PROBLEM DETAILS:
Copy out all lines in the data below containing the string "jump".

EXTRACTED ENTRIES:
....................

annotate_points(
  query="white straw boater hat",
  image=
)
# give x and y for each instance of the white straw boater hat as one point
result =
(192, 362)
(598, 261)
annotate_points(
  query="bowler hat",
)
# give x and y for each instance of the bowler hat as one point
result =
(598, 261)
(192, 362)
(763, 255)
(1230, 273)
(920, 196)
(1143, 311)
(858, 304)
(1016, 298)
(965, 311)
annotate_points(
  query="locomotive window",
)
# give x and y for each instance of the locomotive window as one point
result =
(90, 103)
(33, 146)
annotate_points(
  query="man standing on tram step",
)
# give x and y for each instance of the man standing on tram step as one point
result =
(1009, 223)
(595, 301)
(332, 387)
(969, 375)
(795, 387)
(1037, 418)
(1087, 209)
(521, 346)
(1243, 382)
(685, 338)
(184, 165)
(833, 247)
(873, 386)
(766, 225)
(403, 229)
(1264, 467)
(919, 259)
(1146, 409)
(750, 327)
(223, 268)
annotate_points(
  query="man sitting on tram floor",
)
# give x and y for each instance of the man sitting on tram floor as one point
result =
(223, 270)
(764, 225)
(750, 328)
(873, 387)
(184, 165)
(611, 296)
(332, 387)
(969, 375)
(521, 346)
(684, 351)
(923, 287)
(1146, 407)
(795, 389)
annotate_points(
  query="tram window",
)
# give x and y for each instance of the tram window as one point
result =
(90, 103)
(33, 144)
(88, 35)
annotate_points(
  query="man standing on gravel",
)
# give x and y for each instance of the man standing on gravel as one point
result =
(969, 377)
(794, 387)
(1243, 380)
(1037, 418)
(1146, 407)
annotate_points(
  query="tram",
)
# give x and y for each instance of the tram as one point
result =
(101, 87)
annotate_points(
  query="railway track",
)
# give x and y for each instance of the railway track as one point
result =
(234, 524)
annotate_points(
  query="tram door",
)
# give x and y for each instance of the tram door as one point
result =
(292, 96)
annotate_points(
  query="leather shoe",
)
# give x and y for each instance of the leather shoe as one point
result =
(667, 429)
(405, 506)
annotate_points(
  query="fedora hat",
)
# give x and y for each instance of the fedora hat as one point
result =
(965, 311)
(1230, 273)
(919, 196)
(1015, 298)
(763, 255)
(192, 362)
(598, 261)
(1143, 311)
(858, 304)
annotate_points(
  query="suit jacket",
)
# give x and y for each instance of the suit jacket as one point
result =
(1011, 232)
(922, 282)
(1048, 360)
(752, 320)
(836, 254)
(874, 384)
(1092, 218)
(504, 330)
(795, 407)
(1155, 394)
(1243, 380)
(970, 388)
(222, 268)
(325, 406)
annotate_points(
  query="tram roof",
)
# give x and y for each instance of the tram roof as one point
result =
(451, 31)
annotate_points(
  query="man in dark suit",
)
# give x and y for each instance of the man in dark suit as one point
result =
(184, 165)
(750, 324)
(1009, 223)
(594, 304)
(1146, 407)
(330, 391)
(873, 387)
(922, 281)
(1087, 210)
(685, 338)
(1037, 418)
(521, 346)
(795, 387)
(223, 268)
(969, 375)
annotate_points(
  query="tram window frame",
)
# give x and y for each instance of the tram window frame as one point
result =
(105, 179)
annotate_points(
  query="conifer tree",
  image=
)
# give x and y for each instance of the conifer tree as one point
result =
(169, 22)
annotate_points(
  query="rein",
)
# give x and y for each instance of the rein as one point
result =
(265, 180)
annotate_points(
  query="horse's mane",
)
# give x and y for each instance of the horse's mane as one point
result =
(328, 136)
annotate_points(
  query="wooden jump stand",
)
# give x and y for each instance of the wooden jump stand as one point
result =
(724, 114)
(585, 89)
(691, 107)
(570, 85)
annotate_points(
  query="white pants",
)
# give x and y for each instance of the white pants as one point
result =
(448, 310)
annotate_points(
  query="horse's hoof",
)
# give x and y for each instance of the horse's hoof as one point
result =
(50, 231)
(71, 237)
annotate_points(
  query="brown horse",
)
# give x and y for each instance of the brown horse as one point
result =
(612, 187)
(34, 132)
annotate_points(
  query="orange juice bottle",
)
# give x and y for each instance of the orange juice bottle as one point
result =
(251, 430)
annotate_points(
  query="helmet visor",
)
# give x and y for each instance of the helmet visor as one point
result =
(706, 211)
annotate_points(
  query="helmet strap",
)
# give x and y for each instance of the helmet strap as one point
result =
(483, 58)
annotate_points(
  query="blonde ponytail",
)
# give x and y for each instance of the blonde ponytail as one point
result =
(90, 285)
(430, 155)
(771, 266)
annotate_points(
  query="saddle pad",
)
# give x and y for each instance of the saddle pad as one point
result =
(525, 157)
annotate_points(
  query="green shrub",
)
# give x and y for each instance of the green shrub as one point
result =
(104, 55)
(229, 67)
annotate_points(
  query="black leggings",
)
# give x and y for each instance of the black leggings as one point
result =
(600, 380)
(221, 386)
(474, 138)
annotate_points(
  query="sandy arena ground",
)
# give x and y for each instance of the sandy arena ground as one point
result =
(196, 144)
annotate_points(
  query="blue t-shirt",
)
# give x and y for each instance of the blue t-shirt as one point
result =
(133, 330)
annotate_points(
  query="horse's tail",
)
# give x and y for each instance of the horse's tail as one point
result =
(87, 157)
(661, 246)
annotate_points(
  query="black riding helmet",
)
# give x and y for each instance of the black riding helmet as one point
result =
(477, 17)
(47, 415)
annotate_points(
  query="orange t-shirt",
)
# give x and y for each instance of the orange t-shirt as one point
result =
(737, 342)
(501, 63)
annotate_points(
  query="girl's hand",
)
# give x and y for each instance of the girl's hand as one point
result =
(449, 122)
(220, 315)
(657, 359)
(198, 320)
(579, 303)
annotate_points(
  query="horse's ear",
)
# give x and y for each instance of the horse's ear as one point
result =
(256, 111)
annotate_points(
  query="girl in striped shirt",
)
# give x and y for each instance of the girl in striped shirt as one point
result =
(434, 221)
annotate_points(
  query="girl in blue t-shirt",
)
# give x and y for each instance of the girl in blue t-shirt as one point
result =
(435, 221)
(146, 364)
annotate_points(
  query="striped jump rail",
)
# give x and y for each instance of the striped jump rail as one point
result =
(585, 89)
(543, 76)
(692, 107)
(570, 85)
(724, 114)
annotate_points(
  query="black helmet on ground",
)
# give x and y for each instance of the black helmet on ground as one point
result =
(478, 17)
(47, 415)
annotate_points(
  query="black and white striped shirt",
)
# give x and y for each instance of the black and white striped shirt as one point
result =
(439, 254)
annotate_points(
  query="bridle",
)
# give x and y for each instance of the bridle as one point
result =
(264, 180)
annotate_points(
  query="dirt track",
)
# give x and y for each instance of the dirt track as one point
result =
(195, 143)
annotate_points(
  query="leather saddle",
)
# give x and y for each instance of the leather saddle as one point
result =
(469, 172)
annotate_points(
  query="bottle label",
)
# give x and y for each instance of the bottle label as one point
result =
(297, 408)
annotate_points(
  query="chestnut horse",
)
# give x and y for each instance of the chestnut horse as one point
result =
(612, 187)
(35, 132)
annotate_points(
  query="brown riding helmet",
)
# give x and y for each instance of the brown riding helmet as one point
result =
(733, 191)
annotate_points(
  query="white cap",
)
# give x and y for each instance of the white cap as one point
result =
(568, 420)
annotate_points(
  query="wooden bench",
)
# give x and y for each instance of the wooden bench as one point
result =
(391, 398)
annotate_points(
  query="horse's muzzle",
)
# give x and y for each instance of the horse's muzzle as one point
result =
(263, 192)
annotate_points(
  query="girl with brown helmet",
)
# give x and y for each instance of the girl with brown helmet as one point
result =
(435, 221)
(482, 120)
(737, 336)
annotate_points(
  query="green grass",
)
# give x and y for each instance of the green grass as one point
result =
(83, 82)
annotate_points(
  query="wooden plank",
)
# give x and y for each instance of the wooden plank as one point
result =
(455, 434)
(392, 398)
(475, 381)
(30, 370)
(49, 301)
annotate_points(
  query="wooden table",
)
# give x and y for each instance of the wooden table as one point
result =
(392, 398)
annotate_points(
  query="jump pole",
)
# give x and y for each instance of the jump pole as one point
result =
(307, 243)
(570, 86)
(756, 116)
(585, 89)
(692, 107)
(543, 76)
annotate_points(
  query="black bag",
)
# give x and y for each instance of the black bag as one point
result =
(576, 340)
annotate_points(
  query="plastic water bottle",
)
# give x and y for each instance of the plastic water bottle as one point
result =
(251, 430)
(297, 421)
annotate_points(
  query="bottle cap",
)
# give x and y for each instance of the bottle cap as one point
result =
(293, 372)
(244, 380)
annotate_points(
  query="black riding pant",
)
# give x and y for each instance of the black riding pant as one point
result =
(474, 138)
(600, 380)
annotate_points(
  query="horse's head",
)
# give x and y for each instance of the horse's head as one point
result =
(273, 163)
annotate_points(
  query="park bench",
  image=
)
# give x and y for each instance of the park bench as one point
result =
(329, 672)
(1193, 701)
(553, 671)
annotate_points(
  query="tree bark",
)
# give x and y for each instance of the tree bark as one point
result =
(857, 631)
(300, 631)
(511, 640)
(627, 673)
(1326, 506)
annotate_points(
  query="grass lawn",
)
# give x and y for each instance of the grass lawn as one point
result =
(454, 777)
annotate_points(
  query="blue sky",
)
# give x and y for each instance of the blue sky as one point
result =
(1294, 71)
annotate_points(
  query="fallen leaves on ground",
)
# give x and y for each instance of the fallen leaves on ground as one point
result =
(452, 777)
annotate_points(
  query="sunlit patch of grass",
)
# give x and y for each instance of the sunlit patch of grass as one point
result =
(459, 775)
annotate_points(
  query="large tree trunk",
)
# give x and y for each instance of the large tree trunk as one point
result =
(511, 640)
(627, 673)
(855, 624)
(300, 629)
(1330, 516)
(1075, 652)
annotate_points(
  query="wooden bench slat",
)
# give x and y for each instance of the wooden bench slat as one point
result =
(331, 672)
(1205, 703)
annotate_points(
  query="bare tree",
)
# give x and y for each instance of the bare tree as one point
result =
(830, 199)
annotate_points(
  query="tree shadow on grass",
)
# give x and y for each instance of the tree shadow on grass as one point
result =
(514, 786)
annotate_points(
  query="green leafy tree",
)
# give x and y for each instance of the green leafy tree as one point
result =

....................

ANSWER TO THIS PROBLEM:
  query="wooden jump stand",
# give x and y for each instance of the wooden jump stand as one point
  query="striped jump rail",
# give x and y for each instance of the striped jump rail as one point
  query="jump pole",
# give x and y for each instance of the jump pole as one point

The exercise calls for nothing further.